▶ _EXERCISES_:
1. Copy out the passage on the emotional body word for word, starting with "I’m learning how" and going on through "the fuck on!".
2. Answer these questions from the passage on the emotional body:
(a) Which wisdom schools are named as holding divine androgyny as an alchemical goal?
(b) What does the abbreviation E.F.T. stand for?
(c) What two extremes does the writer want to avoid becoming?
3. Write a continuation of the passage on the emotional body that picks up after its final sentence.

▶ _SELECTED EXCERPT_:
____________________
Unlocking the emotional body is necessary for spiritual evolution. The world needs more spiritually evolved people to raise the vibration of the swamp we’ve made of things down here. We don’t live in a culture that supports embracing and working with our emotions. We’re taught to repress and hide them or cover them up with addictions or work. We are living in a giant swamp of unprocessed, emotional entropy.
It’s time to learn to balance our inner masculine and feminine and reclaim our emotional bodies if we are going to evolve. Divine androgyny (emotional and spiritual androgyny), is an alchemical goal of a number of wisdom schools: Qabbalah, Gnosticism, and Tantra.
Let’s stop shaming men who DO have feminine qualities. The world NEEDS those men to offset the hyper-masculine patriarchal programming that suppresses the feminine. And let’s face it. Women are craving men to show up more emotionally present and alive in the realm of relating without always being subject to mansplaining ‘fix and change it’ strategies. What about emotional bonding and feeling things together to increase feelings of closeness as an end in itself?
All the logical explanations aside, it still scares the shit out of me when my mind’s tricks all stop working and I have no choice but to surrender to the pure chaotic feeling underneath all the mental static that tries to figure my way out of things. Like most of us, I have lived all my life in a culture that prizes intellect, rationality, science, and I have even adopted these values for myself, with a broader range now which includes feminine, emotional, imaginative, intuitive, and body-centered wisdom as well.
I’m learning how to work through my emotional intensity in an embodied way with E.F.T. (Emotional Freedom Technique), acupuncture, primal screaming yoga, tantric shamanic breathwork, crying, roaring, ninja kicks, and whatever the fuck else my inner lioness needs to get that shit out and move the fuck on!
For me- having methods to deal with the irrationality and intensity of my emotions- is one way in which I’ve learned to balance the masculine and feminine within my own being, so that I don’t polarize and become a stone cold cyborg, or an emotional swamp with no end or edges. There is no wisdom in either extreme if perpetuated infinitely ad nauseum.
____________________
▶ _SOURCE DATA_:

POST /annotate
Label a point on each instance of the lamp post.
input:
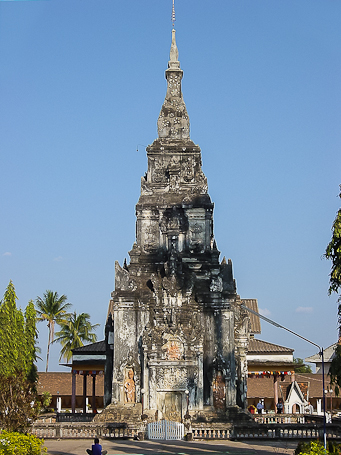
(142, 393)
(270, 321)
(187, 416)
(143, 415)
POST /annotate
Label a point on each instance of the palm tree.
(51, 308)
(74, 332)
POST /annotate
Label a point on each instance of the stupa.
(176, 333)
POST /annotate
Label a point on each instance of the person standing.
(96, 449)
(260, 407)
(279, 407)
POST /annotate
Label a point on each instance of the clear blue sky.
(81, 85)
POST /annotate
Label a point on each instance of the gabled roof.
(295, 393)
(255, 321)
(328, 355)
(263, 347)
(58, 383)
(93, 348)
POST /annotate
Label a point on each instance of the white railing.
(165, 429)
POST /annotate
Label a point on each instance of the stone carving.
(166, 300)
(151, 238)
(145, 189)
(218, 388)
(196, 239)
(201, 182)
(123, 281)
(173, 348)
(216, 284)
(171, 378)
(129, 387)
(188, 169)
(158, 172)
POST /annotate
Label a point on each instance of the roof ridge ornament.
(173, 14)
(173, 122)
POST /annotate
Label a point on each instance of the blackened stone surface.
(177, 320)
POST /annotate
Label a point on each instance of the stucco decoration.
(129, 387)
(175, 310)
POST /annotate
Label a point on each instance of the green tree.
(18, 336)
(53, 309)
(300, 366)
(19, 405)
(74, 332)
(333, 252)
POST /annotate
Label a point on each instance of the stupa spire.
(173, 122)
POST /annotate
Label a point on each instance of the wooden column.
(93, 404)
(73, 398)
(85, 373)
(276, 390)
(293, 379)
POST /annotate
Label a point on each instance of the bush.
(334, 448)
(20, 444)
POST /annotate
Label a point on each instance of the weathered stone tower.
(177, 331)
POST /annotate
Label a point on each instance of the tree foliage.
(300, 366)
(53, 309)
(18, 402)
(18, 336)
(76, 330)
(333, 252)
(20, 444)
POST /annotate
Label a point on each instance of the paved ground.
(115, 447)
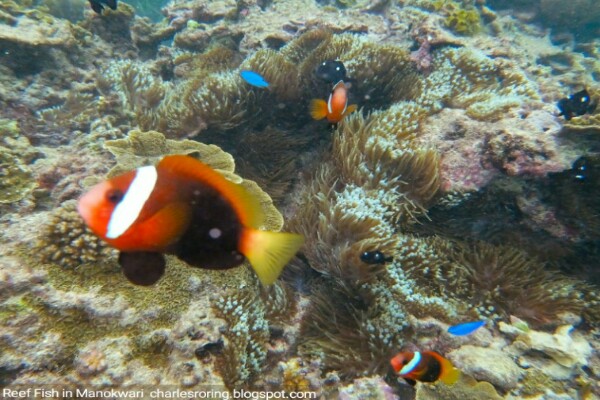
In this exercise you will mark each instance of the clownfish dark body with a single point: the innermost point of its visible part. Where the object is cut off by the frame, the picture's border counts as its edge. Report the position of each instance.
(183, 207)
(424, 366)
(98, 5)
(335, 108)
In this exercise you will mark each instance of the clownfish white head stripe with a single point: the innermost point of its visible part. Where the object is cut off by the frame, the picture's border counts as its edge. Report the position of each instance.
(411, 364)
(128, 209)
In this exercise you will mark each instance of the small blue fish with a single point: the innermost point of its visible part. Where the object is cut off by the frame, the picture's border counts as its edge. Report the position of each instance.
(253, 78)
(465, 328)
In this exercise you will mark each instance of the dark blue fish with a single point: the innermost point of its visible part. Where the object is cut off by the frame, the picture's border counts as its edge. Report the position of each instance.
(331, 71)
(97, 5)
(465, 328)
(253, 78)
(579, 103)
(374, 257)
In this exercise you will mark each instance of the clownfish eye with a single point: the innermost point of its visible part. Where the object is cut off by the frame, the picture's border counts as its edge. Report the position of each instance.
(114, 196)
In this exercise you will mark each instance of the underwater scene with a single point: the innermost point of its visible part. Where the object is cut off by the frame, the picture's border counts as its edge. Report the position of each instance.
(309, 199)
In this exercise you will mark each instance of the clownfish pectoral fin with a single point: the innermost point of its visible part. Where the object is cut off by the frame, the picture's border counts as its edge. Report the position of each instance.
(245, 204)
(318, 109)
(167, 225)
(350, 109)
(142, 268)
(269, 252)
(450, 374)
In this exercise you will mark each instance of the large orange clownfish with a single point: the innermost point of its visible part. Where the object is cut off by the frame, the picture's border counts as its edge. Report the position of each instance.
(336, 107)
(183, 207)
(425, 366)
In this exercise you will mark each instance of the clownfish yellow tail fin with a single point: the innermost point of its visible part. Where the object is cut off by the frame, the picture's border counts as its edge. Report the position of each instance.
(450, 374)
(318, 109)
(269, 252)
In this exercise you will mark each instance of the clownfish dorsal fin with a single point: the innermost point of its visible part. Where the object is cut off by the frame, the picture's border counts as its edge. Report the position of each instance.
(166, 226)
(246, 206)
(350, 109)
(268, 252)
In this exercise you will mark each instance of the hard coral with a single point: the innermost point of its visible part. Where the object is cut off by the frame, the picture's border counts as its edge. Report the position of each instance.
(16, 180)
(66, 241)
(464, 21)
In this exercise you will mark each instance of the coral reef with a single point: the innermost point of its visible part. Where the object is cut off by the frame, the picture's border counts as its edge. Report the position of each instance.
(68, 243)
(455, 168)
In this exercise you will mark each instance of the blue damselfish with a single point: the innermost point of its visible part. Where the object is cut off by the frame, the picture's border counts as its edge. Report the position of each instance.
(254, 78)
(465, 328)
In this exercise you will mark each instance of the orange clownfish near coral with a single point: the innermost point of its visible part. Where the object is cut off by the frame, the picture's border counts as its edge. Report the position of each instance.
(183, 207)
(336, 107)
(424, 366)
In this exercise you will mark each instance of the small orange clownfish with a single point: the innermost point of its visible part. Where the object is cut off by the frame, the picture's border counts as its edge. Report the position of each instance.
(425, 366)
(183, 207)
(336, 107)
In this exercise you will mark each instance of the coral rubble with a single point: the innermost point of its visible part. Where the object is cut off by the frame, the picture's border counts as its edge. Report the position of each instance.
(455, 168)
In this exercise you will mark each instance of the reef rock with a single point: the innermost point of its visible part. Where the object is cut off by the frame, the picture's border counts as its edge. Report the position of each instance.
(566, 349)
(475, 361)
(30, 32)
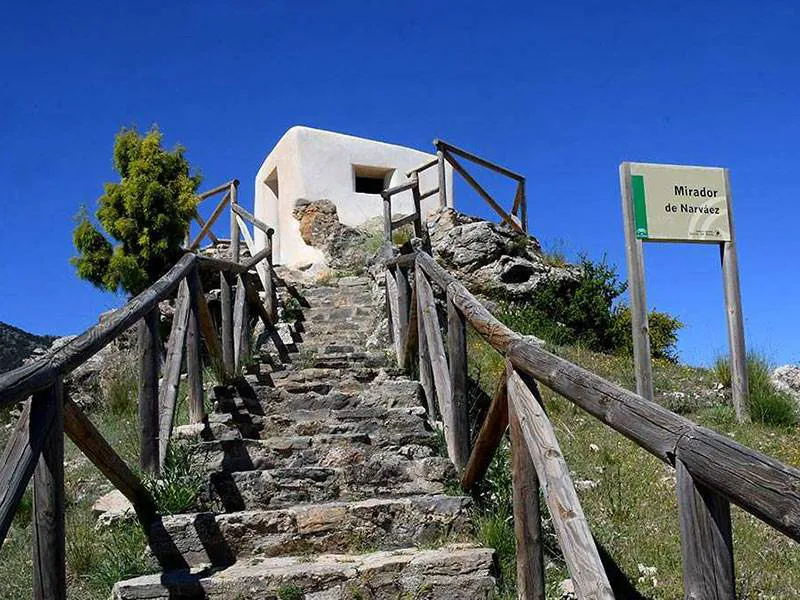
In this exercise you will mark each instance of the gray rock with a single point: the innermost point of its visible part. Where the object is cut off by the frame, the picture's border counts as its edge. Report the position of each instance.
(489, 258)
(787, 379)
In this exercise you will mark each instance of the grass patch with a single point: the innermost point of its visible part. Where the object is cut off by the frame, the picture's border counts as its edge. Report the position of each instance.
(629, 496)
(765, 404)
____________________
▶ _RESPONSES TO THE EXERCISE_:
1.
I’m learning how to work through my emotional intensity in an embodied way with E.F.T. (Emotional Freedom Technique), acupuncture, primal screaming yoga, tantric shamanic breathwork, crying, roaring, ninja kicks, and whatever the fuck else my inner lioness needs to get that shit out and move the fuck on!

2.
(a) Qabbalah, Gnosticism, and Tantra
(b) Emotional Freedom Technique
(c) A stone cold cyborg, or an emotional swamp with no end or edges

3.
If anything, these gendered archetypes polarize into dysfunctional versions of masculine and feminine shadows in the form of empathy-less perpetrator and perpetual victim. While it’s great if we can be honest with ourselves about some shit that went down and needs healing (certainly you wouldn’t give this kind of heady talk to a rape victim whose victimization is all too real), I also feel like the cosmological trip about moving into the Age of Aquarius requires us to fucking graduate and get on with the non-dualistic, androgynous, space age program.
The divine feminine is re-emerging on Gaia, and I’m going to give it to you straight- she’s pissed after being suppressed for so long. It would take every human interaction being saturated with feminine wisdom to bring a balance back to human relationships after how polarized things have become towards a patriarchal set of values that has bled into every area of life.
That re-emergence of the divine feminine will require the co-collaboration of the feminine AND masculine…not shaming men for being men….but re-learning the qualities of divine masculinity (versus patriarchy), and integrating divine femininity. Otherwise, we become caricatures of a media machine telling us what masculinity and femininity are supposed to look like. Last time I checked, make-up and big muscles never caused a spiritual revolution.